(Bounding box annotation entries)
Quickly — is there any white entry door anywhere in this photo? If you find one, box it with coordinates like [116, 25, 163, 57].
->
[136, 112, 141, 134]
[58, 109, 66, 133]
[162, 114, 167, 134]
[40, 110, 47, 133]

_WHAT TO WORK ON_.
Give the entries above as a JSON list of strings, one string per line, with blank lines left out.

_RESULT OF THE EXERCISE_.
[
  "Quickly — is there any white entry door anywhere in this photo? If you find one, box it with coordinates like [116, 25, 163, 57].",
  "->",
  "[136, 112, 141, 134]",
  "[58, 109, 66, 133]",
  "[162, 114, 167, 134]",
  "[40, 110, 47, 133]"
]